Reproduce the material below line for line, leaving out the pictures.

= = = = =

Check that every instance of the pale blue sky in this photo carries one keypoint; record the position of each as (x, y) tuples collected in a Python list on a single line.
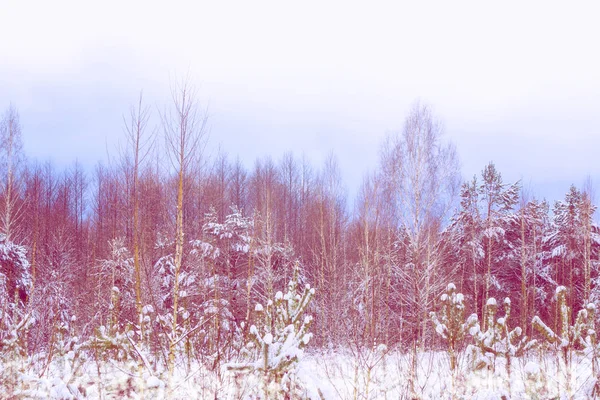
[(515, 83)]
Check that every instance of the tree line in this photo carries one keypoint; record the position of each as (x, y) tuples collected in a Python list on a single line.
[(162, 225)]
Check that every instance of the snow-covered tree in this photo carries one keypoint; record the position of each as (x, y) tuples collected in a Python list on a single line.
[(277, 341), (449, 322)]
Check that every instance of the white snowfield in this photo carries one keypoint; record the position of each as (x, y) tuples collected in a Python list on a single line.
[(345, 373)]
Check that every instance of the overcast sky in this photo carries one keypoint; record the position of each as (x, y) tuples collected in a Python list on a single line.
[(514, 82)]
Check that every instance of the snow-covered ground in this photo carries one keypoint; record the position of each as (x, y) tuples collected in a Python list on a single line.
[(339, 374)]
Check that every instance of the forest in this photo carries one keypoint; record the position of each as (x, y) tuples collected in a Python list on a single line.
[(167, 272)]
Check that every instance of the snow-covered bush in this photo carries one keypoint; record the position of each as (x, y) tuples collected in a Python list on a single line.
[(499, 340), (277, 341), (449, 322), (581, 336)]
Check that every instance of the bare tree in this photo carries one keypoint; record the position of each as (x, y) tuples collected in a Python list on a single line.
[(139, 146), (11, 146), (185, 132), (421, 179)]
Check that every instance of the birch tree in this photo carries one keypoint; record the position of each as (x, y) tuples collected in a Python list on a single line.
[(184, 126)]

= = = = =

# EXERCISE RESULT
Check that every instance of the pale blue sky in this photo carries one keypoint; record the position of each as (x, y) tuples collected in a Python list on a single line.
[(515, 83)]
Check that every instance of the tree line in this photo carries one keypoint; record the position of each as (x, y) tuples collected in a Python list on a single line.
[(162, 225)]
Check that every instance of the snow-covered tree in this photo carries one keypoint; record the position of each as (x, y) tuples collected in a Python list on a single line.
[(277, 341), (449, 322)]
Check that every instance of the white snowfield in this photo carries one keypoint; record the position of each as (x, y) tuples collected in a Python list on a single line.
[(345, 373)]
Check that every instance of the overcast sky in this photo carries one keypoint; record the position of each as (x, y) tuples collected in a Python list on a single line.
[(514, 82)]
Check that every instance of the snow-covered ground in this photo carries one keypoint; record the position of each as (x, y) tuples collected in a Python list on a single line.
[(339, 374)]
Check that every instance of the forest in this photo carries one keypoint; record the position of each as (x, y) tuples collected in a Python list on a single line.
[(167, 272)]
Check that every instance of the snow-covered bush in this photo carries one keypoint; record the position of each as (x, y) tuples collected in a Python list on a single line.
[(499, 340), (277, 341), (449, 322), (581, 336)]
Check that every instance of the bare tree in this photo carries one keypoint; record the position of each as (x, y) tuples collected in a Python list on a single line.
[(139, 146), (11, 146), (185, 132), (421, 179)]
Check that every instance of the birch tree in this photo carries one keypoint; record the position of each as (x, y) tuples collected in a Python list on a single line.
[(184, 126)]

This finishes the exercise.